## START

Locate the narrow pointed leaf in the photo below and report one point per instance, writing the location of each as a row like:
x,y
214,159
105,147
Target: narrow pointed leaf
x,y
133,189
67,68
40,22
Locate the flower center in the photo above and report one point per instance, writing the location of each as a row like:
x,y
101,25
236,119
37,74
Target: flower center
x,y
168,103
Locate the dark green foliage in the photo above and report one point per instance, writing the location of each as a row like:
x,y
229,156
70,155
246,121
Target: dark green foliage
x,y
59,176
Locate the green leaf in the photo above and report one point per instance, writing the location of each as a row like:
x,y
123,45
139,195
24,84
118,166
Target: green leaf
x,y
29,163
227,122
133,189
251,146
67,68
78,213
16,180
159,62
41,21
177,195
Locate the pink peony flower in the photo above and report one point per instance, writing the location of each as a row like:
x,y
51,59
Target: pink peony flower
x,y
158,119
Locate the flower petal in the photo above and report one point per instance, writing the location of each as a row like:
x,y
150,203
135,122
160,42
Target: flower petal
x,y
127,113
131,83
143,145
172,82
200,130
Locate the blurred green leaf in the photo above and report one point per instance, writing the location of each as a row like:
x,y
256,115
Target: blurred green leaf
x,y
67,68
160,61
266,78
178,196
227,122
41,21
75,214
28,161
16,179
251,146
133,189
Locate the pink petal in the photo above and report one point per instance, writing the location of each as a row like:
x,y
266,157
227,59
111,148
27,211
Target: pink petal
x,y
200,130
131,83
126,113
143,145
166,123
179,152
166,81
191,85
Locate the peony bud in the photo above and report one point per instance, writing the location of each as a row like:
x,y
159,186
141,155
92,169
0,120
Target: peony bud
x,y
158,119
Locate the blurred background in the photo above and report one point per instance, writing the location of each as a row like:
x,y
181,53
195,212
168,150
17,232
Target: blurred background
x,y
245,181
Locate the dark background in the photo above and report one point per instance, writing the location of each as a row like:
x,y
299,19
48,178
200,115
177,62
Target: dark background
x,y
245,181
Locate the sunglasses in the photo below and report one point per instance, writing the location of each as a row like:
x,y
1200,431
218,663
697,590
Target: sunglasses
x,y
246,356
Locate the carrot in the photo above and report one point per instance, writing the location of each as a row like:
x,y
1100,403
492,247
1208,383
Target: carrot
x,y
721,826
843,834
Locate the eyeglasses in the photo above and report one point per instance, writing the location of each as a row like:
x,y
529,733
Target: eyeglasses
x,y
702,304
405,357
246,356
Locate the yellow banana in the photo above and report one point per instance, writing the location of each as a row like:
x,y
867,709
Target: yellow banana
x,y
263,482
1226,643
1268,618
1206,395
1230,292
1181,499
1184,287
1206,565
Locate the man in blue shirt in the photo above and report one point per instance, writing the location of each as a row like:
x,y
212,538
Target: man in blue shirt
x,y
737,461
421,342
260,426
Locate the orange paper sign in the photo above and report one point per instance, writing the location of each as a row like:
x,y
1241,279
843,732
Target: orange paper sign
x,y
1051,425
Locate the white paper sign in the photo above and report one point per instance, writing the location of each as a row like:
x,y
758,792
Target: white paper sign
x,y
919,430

## END
## START

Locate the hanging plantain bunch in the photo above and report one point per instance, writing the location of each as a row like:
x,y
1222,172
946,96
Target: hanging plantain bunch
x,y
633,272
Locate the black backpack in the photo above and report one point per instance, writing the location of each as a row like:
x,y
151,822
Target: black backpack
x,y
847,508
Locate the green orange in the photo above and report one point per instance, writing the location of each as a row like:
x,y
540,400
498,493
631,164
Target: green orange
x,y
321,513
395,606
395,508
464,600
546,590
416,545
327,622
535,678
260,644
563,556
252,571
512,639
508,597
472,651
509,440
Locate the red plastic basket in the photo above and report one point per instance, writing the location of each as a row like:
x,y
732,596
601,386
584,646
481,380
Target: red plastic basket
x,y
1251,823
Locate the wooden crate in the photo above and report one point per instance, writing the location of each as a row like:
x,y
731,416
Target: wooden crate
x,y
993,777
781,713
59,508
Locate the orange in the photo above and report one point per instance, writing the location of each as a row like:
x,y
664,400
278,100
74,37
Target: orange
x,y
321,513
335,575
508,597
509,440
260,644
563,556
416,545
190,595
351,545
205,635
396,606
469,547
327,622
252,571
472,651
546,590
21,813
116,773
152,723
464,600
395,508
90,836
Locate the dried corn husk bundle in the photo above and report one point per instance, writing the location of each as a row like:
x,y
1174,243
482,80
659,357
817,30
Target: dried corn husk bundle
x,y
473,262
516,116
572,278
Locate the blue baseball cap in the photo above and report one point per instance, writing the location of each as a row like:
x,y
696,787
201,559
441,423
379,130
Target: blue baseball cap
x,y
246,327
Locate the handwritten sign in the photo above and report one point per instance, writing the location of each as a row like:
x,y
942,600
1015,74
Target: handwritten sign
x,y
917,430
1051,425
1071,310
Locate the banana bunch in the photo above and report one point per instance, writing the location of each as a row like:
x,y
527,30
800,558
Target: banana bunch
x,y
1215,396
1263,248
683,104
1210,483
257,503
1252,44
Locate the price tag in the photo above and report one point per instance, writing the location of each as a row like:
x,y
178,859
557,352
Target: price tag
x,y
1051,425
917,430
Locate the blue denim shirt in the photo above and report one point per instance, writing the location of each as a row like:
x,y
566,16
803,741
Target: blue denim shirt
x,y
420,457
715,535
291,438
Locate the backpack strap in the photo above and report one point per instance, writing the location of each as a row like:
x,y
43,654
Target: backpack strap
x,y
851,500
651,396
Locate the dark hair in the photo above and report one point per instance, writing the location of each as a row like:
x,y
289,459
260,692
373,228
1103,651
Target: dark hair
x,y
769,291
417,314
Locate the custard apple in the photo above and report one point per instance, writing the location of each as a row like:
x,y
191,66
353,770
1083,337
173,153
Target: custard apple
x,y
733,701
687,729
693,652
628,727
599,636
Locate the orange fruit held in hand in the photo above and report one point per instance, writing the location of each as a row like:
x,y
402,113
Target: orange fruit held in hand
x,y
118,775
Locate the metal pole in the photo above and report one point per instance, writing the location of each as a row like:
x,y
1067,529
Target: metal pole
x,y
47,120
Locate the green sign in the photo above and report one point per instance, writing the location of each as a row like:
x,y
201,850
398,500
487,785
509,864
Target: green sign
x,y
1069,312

## END
## START

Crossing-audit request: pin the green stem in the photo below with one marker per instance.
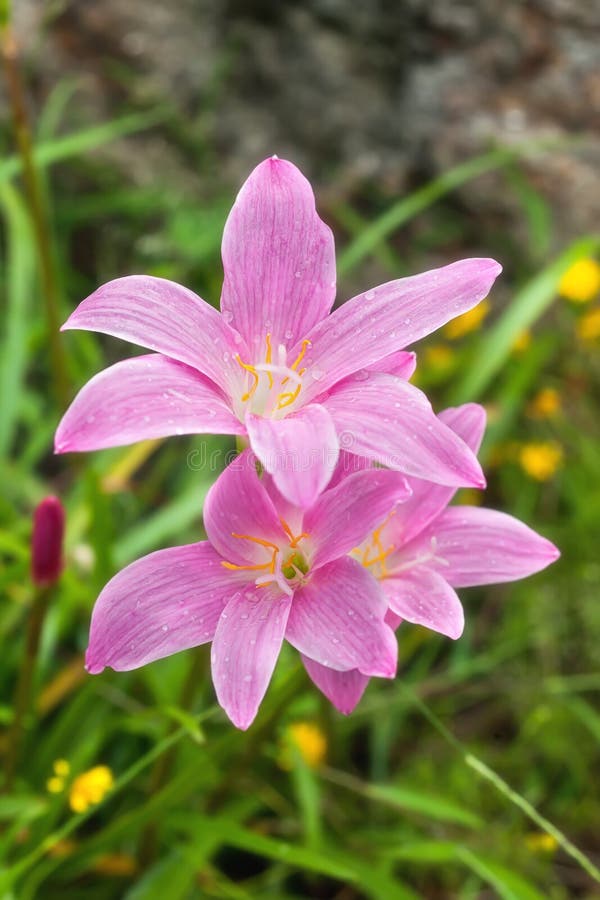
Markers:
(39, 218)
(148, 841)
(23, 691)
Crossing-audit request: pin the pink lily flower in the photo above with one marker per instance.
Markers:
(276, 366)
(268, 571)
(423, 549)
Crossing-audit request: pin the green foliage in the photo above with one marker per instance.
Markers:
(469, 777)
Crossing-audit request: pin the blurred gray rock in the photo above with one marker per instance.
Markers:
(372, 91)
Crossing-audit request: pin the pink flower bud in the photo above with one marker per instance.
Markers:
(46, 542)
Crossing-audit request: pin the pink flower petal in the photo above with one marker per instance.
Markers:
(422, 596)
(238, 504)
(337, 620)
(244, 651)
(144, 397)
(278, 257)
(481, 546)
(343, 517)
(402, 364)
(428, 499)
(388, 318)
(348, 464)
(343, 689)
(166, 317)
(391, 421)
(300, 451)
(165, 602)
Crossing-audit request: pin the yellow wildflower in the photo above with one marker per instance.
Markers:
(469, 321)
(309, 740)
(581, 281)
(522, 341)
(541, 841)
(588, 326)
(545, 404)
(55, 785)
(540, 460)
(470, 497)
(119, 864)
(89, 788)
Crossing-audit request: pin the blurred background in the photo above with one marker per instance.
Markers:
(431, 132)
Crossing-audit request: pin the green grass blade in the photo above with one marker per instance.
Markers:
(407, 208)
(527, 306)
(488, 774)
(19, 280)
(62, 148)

## END

_Your objective_:
Please pick out and copy every line in the items above that contains the word "held". Case counts.

_Output of the task_:
Locate the orange fruit held in hand in the photo above and report one point per instance, writing the location of each as a row like:
Target: orange fruit held in hand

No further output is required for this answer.